▶ _Enunciado a_
Según el texto sobre la cuaresma, ¿para qué dice el Papa Francisco que es una buena ocasión ese tiempo?

▶ _Texto proporcionado_
——————————

02/04/2023
Publicado en
Omnes
Ramiro Pellitero |
Profesor de la Facultad de Teología
¿Qué es lo esencial en la vida cristiana? ¿Cómo asegurarlo? El Papa Francisco ha señalado que la cuaresma es una buena ocasión para “volver a lo esencial”. Algo que siempre podemos hacer, pero que en el tiempo cercano a la Pascua adquiere un significado más intenso.
Las enseñanzas del Papa sobre el sentido de la cuaresma –la preparación de la Pascua–, a partir del miércoles de ceniza, se han centrado en los Ángelus de estos domingos. En ellos pisa sobre las huellas de los pasajes del Evangelio que la liturgia propone: las tentaciones del Señor, su transfiguración, el encuentro con la mujer samaritana, la curación del ciego de nacimiento y la resurrección de Lázaro.
Tiempo de “volver a lo esencial”

——————————

▶ _Datos extraídos_

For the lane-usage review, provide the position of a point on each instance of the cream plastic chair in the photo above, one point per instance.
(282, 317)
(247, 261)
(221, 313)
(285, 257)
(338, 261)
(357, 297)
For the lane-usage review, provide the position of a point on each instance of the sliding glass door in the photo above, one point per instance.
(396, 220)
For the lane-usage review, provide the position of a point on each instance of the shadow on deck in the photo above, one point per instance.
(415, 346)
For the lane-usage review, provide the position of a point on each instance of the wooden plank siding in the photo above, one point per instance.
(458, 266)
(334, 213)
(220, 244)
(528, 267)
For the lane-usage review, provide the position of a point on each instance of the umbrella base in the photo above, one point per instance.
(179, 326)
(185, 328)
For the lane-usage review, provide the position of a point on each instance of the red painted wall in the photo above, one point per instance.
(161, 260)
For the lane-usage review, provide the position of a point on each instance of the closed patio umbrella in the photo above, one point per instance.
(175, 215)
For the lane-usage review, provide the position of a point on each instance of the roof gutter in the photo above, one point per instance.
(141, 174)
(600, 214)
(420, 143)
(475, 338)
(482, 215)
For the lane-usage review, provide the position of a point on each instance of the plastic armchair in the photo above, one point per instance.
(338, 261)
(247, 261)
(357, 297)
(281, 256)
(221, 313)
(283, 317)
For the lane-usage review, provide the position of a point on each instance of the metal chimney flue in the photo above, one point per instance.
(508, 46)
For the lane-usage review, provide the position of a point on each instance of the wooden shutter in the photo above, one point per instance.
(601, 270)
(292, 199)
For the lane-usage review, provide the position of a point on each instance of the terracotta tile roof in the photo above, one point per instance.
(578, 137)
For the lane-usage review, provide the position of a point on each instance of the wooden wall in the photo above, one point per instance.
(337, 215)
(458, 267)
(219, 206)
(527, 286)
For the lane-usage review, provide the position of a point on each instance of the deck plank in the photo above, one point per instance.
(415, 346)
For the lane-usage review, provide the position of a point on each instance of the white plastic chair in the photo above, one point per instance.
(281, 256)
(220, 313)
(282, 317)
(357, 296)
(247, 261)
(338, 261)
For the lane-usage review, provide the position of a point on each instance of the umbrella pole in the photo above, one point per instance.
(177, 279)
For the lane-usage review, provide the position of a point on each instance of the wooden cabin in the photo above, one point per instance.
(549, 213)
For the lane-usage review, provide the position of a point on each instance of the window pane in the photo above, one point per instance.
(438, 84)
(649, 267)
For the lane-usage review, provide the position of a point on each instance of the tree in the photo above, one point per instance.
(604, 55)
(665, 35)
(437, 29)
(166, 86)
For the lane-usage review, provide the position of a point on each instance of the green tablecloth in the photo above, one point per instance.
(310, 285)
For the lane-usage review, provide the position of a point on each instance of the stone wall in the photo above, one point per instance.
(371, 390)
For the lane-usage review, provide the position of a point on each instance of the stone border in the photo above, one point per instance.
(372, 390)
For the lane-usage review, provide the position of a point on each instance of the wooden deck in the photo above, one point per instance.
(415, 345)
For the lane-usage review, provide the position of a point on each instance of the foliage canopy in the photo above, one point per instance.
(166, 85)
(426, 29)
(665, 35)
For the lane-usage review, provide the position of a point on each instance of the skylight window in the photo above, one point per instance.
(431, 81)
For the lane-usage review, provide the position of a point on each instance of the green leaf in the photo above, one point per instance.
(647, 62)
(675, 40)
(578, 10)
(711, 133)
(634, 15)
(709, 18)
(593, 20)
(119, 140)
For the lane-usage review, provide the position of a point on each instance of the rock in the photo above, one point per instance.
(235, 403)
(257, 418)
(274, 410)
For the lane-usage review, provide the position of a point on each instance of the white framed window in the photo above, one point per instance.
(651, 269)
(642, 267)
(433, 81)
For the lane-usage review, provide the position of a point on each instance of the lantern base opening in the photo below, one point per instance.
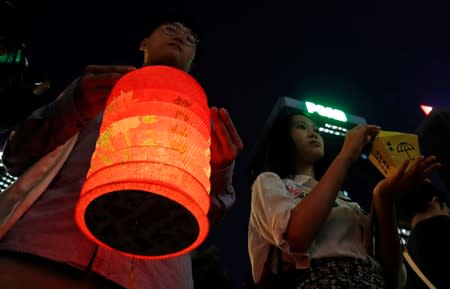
(141, 223)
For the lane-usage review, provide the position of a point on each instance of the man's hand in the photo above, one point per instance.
(406, 179)
(225, 140)
(95, 86)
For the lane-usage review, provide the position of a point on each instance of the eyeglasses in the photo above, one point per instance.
(189, 37)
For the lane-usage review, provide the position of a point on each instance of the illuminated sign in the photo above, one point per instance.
(326, 111)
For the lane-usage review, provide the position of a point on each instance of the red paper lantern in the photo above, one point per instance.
(146, 193)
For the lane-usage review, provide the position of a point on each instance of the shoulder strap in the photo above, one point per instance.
(416, 269)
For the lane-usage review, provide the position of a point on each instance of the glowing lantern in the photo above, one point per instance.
(146, 193)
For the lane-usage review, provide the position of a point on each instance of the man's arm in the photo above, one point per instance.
(225, 147)
(48, 127)
(53, 124)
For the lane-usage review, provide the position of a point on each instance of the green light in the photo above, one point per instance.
(326, 111)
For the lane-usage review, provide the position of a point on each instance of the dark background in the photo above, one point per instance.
(379, 60)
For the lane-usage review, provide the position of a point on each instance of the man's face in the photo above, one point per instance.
(170, 44)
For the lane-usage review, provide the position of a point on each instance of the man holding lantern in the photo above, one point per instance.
(45, 248)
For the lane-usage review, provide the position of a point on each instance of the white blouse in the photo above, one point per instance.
(273, 198)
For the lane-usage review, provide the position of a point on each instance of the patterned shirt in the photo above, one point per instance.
(273, 199)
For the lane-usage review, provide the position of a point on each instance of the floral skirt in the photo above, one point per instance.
(339, 273)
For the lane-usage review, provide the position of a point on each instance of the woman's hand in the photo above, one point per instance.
(357, 138)
(406, 179)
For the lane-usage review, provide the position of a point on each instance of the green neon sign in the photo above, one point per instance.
(326, 111)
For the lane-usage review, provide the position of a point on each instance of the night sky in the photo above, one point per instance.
(379, 61)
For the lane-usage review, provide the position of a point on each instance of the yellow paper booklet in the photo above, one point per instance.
(390, 149)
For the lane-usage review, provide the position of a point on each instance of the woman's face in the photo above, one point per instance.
(308, 141)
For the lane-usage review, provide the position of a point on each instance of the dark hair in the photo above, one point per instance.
(279, 150)
(189, 21)
(418, 200)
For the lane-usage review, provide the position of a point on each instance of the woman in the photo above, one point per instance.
(324, 239)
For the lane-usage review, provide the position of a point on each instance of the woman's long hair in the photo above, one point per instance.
(279, 150)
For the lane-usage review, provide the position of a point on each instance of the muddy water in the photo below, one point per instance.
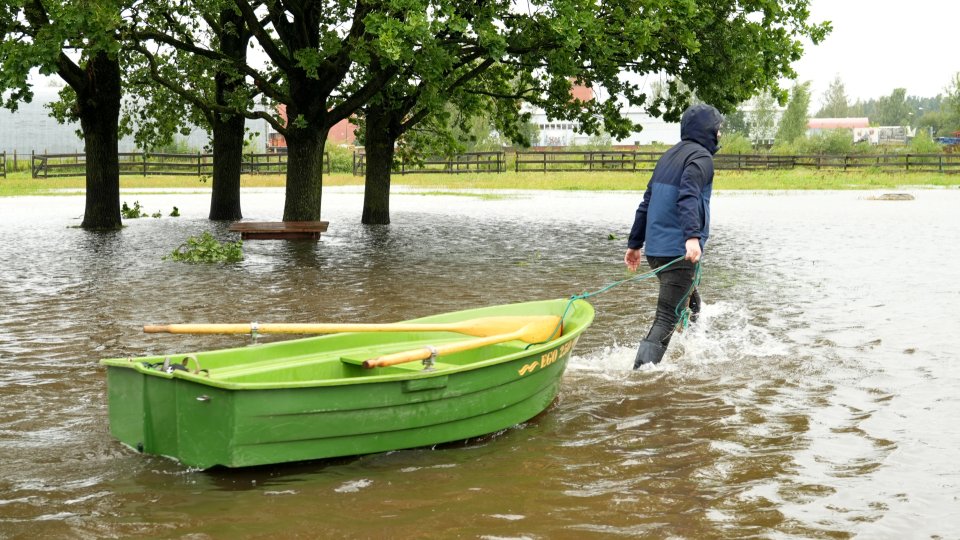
(817, 397)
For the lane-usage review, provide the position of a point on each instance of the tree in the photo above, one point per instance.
(763, 118)
(723, 52)
(178, 74)
(951, 104)
(312, 47)
(793, 125)
(79, 41)
(893, 110)
(737, 123)
(834, 101)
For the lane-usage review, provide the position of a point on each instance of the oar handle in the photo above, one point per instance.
(427, 352)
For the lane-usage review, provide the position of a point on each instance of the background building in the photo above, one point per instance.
(567, 133)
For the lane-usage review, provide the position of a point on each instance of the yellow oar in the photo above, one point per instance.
(533, 333)
(537, 328)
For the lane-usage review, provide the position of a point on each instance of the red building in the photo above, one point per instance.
(342, 133)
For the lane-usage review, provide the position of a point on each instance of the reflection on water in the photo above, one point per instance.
(816, 396)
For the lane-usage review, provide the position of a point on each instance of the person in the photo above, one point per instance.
(672, 221)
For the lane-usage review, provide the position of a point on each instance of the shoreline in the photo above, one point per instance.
(21, 184)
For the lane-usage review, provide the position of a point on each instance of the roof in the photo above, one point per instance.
(837, 123)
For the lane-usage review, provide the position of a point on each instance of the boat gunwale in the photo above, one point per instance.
(407, 373)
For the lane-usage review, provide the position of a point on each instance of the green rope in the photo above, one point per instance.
(682, 318)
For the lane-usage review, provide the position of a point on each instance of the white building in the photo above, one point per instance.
(567, 133)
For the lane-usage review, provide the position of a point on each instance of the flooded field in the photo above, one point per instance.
(817, 396)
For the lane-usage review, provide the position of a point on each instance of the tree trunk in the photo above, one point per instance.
(98, 106)
(228, 130)
(227, 159)
(379, 147)
(304, 173)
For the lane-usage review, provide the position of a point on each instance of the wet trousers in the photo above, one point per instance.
(675, 294)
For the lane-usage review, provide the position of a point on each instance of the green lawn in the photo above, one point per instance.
(20, 183)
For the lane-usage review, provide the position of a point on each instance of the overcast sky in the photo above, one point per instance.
(879, 45)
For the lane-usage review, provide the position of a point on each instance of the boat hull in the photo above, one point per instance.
(259, 409)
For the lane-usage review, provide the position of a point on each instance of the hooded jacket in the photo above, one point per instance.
(676, 204)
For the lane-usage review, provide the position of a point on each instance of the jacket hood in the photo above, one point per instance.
(700, 124)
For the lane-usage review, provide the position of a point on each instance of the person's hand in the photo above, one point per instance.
(632, 258)
(693, 250)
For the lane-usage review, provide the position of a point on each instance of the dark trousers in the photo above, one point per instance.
(676, 283)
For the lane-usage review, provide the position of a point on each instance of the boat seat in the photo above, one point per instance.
(357, 360)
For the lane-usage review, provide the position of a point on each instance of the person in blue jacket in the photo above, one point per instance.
(673, 220)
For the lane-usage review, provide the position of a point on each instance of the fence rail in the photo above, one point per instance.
(162, 164)
(159, 164)
(629, 161)
(469, 162)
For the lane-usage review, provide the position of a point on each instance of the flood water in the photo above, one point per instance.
(816, 398)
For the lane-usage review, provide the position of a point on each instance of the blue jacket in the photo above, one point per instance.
(676, 205)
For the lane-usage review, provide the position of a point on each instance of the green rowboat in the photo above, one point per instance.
(313, 398)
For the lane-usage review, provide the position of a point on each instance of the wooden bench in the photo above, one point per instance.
(279, 230)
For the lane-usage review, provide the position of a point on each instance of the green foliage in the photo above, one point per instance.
(793, 125)
(735, 123)
(834, 101)
(207, 249)
(735, 143)
(177, 145)
(832, 142)
(135, 212)
(341, 158)
(893, 110)
(923, 144)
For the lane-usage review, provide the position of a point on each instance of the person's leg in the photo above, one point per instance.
(695, 304)
(675, 284)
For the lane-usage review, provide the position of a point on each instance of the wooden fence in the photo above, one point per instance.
(159, 164)
(64, 165)
(629, 161)
(470, 162)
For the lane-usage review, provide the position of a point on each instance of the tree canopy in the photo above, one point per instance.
(793, 124)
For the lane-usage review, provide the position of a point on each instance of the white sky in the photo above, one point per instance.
(879, 45)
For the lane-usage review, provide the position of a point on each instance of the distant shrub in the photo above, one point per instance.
(735, 143)
(923, 144)
(132, 213)
(207, 249)
(341, 159)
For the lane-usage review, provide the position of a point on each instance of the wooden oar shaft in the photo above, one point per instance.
(426, 352)
(545, 325)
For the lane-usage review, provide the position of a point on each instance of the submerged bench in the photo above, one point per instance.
(279, 230)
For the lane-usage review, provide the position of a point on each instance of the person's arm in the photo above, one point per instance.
(691, 209)
(637, 234)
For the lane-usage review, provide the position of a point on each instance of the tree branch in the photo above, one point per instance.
(276, 55)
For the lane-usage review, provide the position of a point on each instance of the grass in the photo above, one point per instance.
(21, 184)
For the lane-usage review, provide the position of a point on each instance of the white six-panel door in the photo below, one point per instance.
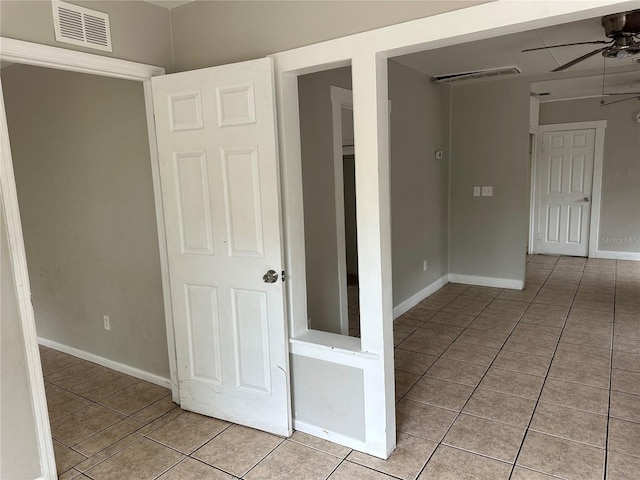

——————————

▶ _Enunciado b_
Localiza en las filas cada línea que contenga la palabra "water" y cópiala.

▶ _Solución a_
Para volver a lo esencial.

▶ _Solución b_
For the lane-usage review, provide the position of a point on each instance of the muddy water in the photo below, one point per instance.
For the lane-usage review, provide the position of a point on each instance of the reflection on water in the photo above, one point per instance.
For the lane-usage review, provide the position of a point on each instance of the flood water in the photo above, one point per instance.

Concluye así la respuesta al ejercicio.